*** Text section
$* and $@ exhibit same behaviour -> those of $*

Bryan Drewery bryan-lists at shatow.net
Mon Dec 3 17:24:29 UTC 2012


On 12/3/2012 11:09 AM, rank1seeker at gmail.com wrote:
> I've noticed this under 9.0-RELEASE-p5
> 
> 
> #!/bin/sh
> #####################################################
> ftest_dot ()
> {
>     local i
> 
>     for i in $*
>     {
>         echo "$i"
>     }
> }
> 
> ftest_monkey ()
> {
>     local i
> 
>     for i in $@
>     {
>         echo "$i"
>     }
> }
> 

>From my understanding, used in that context, they should be the same.

      $*      Expands to the positional parameters, starting from one.  When
              the expansion occurs within a double-quoted string it
expands to
              a single field with the value of each parameter separated
by the
              first character of the IFS variable, or by a space if IFS is
              unset.
******
▶ _Stated problem a_
Count the lines of the entries that contain the string "excavator", treating case as significant, and give only that number.
The entries have no connection to the post.
*** Given entries
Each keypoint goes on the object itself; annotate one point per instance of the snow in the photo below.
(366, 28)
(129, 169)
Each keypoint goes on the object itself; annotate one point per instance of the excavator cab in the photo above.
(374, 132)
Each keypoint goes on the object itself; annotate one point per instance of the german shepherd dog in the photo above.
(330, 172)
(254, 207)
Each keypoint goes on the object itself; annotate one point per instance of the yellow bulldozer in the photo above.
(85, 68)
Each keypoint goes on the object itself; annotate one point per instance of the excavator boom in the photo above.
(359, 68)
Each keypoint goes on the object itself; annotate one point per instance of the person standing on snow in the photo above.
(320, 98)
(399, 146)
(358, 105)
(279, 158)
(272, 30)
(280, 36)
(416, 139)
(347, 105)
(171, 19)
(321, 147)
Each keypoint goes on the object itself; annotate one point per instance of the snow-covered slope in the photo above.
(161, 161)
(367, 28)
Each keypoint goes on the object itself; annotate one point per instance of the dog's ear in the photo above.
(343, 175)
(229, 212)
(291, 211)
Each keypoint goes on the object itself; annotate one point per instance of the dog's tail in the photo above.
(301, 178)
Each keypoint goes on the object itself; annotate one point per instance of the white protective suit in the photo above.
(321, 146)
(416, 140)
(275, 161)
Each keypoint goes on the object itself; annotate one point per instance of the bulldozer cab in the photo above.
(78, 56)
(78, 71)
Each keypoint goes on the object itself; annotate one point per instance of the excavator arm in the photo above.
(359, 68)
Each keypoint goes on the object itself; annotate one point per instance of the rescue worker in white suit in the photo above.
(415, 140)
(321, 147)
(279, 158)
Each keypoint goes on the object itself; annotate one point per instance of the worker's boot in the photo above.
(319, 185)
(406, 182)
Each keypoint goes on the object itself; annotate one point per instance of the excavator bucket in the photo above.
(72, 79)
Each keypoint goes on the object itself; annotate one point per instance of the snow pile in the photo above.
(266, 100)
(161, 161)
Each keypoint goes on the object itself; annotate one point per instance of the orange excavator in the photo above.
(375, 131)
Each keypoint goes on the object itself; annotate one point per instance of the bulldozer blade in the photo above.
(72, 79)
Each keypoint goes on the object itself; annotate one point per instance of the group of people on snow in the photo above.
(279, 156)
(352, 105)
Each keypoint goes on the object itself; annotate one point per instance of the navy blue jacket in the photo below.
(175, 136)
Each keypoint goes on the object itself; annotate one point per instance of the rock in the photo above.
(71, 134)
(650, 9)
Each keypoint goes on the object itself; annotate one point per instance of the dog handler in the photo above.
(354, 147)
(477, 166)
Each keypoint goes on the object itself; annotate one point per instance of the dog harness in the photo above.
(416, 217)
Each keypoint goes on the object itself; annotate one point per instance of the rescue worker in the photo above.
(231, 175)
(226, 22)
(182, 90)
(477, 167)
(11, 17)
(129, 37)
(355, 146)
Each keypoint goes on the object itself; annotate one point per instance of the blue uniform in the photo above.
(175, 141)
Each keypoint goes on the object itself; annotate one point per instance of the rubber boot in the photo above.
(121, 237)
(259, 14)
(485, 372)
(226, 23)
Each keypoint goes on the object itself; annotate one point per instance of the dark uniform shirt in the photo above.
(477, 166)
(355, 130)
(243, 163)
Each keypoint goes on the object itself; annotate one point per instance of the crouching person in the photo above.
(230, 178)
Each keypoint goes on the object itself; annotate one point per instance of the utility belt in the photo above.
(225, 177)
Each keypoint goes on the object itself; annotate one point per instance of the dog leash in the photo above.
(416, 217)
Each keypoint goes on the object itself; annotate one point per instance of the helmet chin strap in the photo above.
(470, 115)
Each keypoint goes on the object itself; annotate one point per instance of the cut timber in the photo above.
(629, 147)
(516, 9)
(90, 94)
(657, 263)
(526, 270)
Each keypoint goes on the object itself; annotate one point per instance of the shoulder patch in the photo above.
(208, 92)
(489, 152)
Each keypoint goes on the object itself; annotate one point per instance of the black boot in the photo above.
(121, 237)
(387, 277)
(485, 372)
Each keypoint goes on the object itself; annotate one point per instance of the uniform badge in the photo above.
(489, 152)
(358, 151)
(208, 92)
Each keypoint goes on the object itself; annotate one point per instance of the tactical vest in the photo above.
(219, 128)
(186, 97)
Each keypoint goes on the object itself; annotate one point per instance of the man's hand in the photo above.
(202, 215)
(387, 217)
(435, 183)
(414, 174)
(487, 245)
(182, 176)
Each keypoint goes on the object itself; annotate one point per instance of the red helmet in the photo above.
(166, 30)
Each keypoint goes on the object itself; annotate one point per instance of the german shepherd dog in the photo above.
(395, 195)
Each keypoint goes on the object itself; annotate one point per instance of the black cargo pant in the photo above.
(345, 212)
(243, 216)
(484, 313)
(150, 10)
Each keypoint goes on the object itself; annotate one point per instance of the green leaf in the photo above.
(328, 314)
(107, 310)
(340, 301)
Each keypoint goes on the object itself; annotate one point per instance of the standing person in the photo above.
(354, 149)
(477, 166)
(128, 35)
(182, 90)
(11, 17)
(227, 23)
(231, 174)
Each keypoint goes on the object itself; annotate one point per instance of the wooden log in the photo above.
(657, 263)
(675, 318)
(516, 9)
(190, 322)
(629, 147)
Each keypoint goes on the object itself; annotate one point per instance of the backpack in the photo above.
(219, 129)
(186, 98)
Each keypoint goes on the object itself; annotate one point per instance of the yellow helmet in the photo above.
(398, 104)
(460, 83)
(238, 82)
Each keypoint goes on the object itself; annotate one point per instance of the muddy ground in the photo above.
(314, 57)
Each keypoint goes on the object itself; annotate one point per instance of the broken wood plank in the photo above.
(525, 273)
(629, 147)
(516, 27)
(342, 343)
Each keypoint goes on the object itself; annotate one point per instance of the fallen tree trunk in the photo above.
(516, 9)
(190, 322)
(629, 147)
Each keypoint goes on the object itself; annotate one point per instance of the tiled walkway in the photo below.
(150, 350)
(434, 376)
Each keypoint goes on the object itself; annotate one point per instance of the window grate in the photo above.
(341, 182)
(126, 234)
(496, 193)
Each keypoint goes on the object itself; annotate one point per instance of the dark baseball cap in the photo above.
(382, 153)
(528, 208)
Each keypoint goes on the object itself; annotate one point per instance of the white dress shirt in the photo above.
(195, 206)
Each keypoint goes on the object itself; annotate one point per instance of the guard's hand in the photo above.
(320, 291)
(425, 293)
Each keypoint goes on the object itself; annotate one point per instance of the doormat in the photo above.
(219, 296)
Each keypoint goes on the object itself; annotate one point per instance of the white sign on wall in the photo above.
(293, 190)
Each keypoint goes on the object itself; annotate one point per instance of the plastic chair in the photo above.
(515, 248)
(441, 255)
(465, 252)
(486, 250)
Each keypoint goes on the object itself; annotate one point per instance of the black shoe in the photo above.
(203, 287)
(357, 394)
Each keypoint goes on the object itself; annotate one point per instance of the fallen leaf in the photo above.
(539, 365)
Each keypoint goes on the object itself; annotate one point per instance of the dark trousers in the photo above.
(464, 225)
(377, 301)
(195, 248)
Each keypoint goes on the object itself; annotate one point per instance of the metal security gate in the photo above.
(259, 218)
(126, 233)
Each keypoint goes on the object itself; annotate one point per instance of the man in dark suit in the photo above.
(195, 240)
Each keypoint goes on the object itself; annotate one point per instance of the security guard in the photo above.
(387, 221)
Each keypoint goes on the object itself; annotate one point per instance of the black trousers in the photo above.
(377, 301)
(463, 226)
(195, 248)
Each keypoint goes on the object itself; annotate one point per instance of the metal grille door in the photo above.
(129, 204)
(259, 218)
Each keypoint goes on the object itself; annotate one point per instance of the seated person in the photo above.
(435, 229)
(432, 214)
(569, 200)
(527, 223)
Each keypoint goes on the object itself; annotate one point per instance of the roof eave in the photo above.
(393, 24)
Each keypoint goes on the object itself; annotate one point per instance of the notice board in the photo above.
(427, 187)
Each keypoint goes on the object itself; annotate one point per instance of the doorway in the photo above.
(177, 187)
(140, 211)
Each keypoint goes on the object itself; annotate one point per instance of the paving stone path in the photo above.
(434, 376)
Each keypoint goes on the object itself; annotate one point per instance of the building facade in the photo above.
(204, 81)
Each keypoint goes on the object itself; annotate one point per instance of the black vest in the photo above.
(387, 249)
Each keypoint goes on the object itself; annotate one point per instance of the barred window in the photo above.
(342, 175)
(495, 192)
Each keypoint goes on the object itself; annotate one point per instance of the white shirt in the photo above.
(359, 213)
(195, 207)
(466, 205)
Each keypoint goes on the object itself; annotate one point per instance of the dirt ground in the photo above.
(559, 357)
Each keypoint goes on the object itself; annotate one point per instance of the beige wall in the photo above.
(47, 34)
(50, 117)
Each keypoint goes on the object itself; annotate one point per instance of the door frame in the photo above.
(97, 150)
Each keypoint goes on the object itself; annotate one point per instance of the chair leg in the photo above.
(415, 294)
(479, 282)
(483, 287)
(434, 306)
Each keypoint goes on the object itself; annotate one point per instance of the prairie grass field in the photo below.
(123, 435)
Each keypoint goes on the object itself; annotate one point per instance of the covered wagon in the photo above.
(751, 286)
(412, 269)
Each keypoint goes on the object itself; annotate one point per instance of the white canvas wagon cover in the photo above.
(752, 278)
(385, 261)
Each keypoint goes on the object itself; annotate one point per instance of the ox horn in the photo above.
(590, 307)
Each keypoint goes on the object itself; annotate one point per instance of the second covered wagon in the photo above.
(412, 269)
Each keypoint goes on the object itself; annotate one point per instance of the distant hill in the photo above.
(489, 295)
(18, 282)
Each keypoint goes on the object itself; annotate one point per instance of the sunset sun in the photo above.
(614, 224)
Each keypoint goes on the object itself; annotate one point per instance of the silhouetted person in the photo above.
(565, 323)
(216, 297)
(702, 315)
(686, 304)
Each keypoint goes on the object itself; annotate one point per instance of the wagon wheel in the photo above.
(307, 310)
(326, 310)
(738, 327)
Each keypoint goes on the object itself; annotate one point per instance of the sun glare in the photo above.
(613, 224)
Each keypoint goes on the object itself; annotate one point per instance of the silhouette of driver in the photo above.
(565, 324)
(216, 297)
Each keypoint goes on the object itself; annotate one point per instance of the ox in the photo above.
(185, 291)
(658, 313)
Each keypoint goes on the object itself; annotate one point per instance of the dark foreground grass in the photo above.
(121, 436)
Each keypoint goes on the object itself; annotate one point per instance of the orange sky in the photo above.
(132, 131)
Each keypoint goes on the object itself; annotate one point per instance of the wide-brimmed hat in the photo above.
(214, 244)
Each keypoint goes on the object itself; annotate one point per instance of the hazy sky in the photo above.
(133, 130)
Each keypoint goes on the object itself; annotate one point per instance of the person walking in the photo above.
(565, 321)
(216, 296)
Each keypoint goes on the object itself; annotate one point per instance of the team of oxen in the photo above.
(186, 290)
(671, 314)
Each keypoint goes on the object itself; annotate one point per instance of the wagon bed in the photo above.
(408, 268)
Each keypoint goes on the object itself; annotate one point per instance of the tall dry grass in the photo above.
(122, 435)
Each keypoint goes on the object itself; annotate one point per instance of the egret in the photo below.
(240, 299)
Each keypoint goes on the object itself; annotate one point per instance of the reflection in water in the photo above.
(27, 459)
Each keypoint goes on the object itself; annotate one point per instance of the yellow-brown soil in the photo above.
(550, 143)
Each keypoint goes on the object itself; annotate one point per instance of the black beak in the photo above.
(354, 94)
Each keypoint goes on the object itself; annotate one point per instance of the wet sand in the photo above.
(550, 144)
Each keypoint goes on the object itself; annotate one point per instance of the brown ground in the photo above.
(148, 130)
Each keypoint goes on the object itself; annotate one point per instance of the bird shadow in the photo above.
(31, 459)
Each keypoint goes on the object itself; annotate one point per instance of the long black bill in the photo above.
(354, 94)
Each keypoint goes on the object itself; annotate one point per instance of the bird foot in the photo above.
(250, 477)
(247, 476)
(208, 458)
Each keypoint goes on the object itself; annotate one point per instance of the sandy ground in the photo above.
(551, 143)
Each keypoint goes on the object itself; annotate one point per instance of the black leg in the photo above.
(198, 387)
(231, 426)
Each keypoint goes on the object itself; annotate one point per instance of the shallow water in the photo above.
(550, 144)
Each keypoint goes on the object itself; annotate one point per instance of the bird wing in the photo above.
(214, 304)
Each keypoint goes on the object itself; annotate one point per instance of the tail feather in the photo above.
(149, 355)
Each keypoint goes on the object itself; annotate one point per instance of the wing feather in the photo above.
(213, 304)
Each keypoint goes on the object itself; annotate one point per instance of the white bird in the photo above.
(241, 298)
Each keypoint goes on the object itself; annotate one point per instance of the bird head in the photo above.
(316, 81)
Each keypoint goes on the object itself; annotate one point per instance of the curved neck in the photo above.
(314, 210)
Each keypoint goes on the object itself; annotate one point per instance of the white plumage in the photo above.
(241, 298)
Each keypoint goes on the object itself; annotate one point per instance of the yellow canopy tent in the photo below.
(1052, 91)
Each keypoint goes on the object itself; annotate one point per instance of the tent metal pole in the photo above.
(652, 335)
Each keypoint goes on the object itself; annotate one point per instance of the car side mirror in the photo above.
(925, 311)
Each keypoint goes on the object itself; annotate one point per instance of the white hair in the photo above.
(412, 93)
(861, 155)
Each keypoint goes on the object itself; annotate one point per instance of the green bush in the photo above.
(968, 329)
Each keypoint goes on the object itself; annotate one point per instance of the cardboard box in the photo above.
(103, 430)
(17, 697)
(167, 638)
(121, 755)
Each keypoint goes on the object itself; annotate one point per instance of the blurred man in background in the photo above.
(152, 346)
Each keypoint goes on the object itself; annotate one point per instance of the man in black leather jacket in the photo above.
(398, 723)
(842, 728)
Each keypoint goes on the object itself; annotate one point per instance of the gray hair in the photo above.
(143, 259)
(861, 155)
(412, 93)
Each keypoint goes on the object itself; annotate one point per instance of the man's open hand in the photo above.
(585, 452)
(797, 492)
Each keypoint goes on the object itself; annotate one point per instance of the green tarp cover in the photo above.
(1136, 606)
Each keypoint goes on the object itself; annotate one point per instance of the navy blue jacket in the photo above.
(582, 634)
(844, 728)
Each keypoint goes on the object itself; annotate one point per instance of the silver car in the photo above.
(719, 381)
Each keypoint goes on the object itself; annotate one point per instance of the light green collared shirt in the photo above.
******
▶ _Stated problem b_
Reproduce the post about $* and $@ in full, character for character.

▶ _Worked solution a_
5

▶ _Worked solution b_
$* and $@ exhibit same behaviour -> those of $*

Bryan Drewery bryan-lists at shatow.net
Mon Dec 3 17:24:29 UTC 2012


On 12/3/2012 11:09 AM, rank1seeker at gmail.com wrote:
> I've noticed this under 9.0-RELEASE-p5
> 
> 
> #!/bin/sh
> #####################################################
> ftest_dot ()
> {
>     local i
> 
>     for i in $*
>     {
>         echo "$i"
>     }
> }
> 
> ftest_monkey ()
> {
>     local i
> 
>     for i in $@
>     {
>         echo "$i"
>     }
> }
> 

>From my understanding, used in that context, they should be the same.

      $*      Expands to the positional parameters, starting from one.  When
              the expansion occurs within a double-quoted string it
expands to
              a single field with the value of each parameter separated
by the
              first character of the IFS variable, or by a space if IFS is
              unset.